• **DATA EXCERPTS**
####

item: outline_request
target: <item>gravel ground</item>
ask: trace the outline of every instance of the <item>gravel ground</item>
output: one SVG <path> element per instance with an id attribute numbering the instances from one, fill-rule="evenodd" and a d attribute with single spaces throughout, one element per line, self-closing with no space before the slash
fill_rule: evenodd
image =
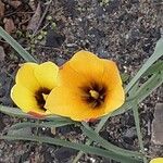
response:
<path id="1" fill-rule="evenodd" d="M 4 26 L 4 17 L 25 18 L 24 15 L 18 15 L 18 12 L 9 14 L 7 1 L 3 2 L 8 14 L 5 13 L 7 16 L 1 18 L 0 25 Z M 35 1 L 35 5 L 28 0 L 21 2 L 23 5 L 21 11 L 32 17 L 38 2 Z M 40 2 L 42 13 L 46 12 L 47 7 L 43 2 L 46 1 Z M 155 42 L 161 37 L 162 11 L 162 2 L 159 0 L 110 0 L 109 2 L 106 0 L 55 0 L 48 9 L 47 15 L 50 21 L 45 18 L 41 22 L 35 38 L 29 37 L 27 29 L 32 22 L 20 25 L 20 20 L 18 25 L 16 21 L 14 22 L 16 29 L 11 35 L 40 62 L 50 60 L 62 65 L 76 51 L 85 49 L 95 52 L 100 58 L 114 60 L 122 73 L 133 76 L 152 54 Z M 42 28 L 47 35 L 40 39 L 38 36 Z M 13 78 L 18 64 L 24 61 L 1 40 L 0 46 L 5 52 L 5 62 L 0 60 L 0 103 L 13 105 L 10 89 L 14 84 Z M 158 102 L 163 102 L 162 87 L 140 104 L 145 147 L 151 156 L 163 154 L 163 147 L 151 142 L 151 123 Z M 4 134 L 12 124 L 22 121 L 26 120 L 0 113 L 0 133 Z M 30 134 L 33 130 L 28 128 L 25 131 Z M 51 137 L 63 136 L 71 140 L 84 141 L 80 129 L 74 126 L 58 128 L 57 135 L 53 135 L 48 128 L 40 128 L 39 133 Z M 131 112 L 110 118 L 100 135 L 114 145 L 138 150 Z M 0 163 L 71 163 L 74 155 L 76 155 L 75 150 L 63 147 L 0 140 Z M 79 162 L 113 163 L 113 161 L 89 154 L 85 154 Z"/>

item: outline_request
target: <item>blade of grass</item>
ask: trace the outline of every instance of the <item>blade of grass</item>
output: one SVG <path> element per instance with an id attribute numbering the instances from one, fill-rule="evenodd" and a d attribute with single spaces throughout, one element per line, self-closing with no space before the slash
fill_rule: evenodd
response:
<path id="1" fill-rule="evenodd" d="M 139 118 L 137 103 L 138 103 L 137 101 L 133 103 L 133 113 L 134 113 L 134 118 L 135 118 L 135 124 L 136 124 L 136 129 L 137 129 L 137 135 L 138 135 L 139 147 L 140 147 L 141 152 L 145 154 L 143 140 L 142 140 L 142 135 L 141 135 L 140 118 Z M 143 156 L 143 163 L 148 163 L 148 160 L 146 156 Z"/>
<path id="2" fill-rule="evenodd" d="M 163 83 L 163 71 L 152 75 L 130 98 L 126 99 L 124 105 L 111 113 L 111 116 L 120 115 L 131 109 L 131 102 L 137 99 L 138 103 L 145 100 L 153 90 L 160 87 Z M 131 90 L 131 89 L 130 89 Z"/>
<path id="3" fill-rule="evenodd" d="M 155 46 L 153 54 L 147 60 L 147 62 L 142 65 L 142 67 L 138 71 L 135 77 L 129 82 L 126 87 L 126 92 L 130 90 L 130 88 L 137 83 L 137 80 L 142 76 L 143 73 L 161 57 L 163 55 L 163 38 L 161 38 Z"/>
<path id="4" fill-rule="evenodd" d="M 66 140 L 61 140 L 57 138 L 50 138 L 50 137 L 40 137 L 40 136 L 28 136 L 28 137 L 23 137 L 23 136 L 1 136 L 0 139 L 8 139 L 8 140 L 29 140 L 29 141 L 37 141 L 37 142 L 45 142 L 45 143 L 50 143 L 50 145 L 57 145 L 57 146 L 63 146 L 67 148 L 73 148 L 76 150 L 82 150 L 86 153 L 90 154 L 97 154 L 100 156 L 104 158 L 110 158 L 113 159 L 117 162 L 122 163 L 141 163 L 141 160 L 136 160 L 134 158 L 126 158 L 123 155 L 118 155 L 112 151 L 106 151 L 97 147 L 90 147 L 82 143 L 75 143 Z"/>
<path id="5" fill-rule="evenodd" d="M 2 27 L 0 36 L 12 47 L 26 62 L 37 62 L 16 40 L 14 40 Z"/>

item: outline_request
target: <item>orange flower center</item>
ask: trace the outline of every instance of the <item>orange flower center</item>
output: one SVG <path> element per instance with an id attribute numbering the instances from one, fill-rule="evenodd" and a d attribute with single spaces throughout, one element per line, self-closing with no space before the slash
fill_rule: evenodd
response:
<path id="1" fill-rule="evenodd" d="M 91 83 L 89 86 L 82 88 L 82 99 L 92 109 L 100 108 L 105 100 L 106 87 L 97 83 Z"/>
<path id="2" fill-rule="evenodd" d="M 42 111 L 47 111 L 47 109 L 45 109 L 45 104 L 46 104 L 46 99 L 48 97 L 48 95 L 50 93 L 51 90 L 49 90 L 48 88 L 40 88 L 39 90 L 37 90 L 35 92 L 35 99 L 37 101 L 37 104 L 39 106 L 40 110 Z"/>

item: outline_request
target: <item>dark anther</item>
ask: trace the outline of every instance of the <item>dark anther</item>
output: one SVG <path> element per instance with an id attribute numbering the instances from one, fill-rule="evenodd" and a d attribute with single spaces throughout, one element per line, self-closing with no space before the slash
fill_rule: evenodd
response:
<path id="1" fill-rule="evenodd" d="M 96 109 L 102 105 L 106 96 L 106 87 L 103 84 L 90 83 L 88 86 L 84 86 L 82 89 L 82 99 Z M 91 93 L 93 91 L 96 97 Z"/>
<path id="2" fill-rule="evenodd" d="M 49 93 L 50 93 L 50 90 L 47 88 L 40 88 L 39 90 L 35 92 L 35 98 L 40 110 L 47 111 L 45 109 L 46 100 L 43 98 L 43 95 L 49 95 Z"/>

####

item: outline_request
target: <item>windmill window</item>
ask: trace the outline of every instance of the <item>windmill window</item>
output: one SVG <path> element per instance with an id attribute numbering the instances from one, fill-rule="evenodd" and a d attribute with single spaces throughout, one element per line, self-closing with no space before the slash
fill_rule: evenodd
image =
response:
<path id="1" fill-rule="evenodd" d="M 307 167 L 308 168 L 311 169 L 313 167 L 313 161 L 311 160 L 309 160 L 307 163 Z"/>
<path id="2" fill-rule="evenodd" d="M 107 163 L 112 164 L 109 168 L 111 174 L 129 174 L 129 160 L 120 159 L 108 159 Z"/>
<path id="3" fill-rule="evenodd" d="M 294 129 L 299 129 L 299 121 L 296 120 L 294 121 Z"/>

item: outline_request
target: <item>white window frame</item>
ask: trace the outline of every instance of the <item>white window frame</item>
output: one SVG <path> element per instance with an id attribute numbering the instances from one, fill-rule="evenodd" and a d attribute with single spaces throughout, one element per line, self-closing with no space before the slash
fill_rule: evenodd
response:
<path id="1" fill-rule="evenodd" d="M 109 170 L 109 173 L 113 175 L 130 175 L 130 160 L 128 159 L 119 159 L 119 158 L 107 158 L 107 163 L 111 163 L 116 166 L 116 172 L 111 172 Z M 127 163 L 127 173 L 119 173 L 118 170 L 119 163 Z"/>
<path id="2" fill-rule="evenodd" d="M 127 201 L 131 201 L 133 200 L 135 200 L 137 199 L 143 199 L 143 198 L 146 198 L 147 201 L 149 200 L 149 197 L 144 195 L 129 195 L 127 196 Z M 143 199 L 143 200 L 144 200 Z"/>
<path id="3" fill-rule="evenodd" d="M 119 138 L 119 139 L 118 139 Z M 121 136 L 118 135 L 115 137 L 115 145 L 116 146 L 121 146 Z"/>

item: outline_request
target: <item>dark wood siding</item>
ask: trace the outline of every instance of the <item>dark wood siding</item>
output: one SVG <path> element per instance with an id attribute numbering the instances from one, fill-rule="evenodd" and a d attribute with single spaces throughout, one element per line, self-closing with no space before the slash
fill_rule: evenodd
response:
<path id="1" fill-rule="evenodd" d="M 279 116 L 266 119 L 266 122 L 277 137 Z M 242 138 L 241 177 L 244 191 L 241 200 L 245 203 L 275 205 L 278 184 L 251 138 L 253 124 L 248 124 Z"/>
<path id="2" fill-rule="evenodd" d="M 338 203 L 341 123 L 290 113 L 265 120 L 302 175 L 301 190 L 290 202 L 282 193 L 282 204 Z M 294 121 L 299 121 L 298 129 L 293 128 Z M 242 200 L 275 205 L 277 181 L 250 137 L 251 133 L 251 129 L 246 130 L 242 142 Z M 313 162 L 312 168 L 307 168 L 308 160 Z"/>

####

• **TASK BRIEF**
Pull out every line of the records that contains the word "orange", treating uppercase and lowercase as different.

• **TASK RESPONSE**
target: <item>orange flower center</item>
ask: trace the outline of every instance of the <item>orange flower center</item>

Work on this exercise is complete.